Supplied passage
******************************

Kylie Minogue - SECC - Glasgow (29/3/11)

Life is is an uncharted map that rolls out before us. Don't let anyone tell you otherwise. We have minimal control over what will be given to us and what will be taken away.
Take my week for instance.
On Saturday I was looking forward to seeing the Jim Jones Revue and The Bellrays playing in King Tuts on the Tuesday evening, but after one solitary call from my employer and a shift change later I discovered that instead of sampling the delights of rock'n'roll, I would instead be joining the glittering hairdressers of the world and enjoying the antipodean disco diva that is Kylie Minogue in the cavernous barn known as the Scottish Exhibition and Conference Centre.
Definitely not an environment that could be considered as my usual musical stomping ground.
Without sugar coating it, the facts are that Kylie is basically background music to me. I have no affinity to what she does at all.
I hear her on the radio, in lifts and shops. Sometimes I see her warbling away on television and that's about it.
I do actually own a CD that she is featured on. It's the Nick Cave track from the Murder Ballads album, but that's my extent of involvement with Kylie until now.
Not a bad track record really in my opinion.
Some people may consider that you can't have too much Kylie, but I'm of the opinion that if I had one more song other than the one I have then I quite possibly would have too much Kylie.
I guess what I'm saying is that I'm not a fan.
I'll even freely admit that prior to the show I harboured some preconceived ideas and fully expected to see a great deal of lip syncing, extravagant dance routines, glittery lights and gay men waving glow stick about.
The thing is I wasn't wrong at all, but regardless of that I was pleasantly surprised to find that sitting through a Kylie show wasn't the punishment for misdeeds in a past life that I thought it would be.
Truth be told it was the exact opposite.
In all my gig going life I have never seen such an extravagant show.
Forget Kylie and her mainstream pop pap. This stage show is pure escapist fun.
A big surreal middle fingered salute to the reality of the outside world.
Once you enter the world of Minogue it's like a Midsummer Nights Dream to a disco soundtrack takes over.
Mundane reality is suspended for a few hours and instead you are participating in a mad whirlwind of decadence to a bass beat that just never stops.
That it is aimed in the main to a gay crowd is very obvious from the very beginning.
The stage itself is made up of huge Grecian pillars with images beamed onto the background that could be straight out of a home made homo-erotic porn movie that would have made Caligula blush.
There is more beefcake and crotch thrusting in the opening five minutes than the movie 300 managed to deliver in a couple of hours.
This is actually a recurring theme.
Mythology, or possibly more MytholORGY would be more apt to describe it.

******************************

Given entries
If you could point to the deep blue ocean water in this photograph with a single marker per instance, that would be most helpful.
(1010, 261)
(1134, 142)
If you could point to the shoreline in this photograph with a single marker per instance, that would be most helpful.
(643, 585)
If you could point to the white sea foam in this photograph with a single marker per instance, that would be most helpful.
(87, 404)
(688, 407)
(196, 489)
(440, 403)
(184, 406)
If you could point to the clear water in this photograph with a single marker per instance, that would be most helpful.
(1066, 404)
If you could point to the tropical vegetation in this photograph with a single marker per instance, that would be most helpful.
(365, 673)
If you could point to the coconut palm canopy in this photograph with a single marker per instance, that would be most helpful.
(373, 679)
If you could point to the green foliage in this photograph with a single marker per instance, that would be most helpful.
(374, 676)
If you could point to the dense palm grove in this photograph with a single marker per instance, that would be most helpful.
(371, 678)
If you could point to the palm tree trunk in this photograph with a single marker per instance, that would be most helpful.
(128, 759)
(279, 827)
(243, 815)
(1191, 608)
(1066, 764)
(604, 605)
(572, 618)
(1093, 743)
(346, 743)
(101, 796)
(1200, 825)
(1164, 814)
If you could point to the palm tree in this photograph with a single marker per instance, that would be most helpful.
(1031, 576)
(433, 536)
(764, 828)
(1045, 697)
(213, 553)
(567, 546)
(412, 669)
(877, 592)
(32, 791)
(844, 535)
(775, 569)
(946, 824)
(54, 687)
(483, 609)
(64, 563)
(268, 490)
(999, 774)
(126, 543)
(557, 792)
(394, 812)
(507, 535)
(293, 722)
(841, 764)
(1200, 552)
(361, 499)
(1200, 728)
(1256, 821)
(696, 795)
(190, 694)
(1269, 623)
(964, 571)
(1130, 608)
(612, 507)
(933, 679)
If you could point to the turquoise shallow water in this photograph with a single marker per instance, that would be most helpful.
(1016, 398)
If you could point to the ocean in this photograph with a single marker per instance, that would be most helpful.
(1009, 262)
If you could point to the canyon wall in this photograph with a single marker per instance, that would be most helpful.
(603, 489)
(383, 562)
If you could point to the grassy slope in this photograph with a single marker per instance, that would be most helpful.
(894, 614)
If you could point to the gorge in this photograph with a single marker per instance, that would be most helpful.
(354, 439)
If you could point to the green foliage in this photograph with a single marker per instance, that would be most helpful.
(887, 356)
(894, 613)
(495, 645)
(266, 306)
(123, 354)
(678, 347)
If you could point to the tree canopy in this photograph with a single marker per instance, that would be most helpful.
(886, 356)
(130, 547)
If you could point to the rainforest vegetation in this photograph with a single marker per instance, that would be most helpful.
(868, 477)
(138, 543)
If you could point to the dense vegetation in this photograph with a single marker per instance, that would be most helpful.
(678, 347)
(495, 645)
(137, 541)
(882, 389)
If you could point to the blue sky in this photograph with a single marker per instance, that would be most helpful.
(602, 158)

******************************

Things to do
A. In the Kylie Minogue concert review, which bands had the writer planned to see at King Tuts on the Tuesday evening?
B. Continue the Kylie Minogue concert review, picking up right after its final sentence.

Responses
A. The Jim Jones Revue and The Bellrays.

B.
Halfway through the first song I was thinking that if Freddie Mercury had a Clash of the Titans themed party then this is what it would look like. All that was missing was the midgets in togas carrying trays of cocaine.
Although I suppose I should mention that half the crowd looked like they had already hoovered up half of Columbia prior to gaining entry judging by their wild eyed and sweaty dance moves.
The smell of Amyl Nitrate in the air could have given an elephant a migraine to.
It was so rife that the odd few kids I seen there must have been asking their mothers why they felt like their head was expanding like a balloon.
What an introduction to narcotics for their young impressionable minds.
None of this debauched behaviour was much of a distraction from the show though, and I don't mean Kylies performance.
I am specifically meaning the stage show.
Kylie herself can carry a tune, but is never going to be a diva with a voice to match.
She isn't even much of a dancer, but to give her credit she does surround herself with very talented people and by doing so provides more than just a show that is about her meagre talents.
Everyone else knows exactly what they are doing and elevates the performance to something that is a bit more than the usual stadium gig.
Within the time frame of the first couple of songs we are witnessing acrobatic work that would shame the Circ Du Soleil.
Men and women rise from pools into the air while lights catch the rivulets of water running off them as the gracefully twist and turn in hoops and on wires above us.
It's not long before we are back to plundering the costume department of 300 though.
Kylie bizarrely, or not as the case may be, appears on a chariot with oiled down muscular dancers pulling her out onto a walkway deep into the crowd.
From their sandals to the Persian styled - via Hollywood - gimp masks this could be a scene from the movie re-enacted in Studio 54.
It's more camp than a boy scouts jamboree and hilarious with it.
I'm not sure what else I can say, and there is no way at all that anyone could honestly review the show without banging on about the homosexual content of it.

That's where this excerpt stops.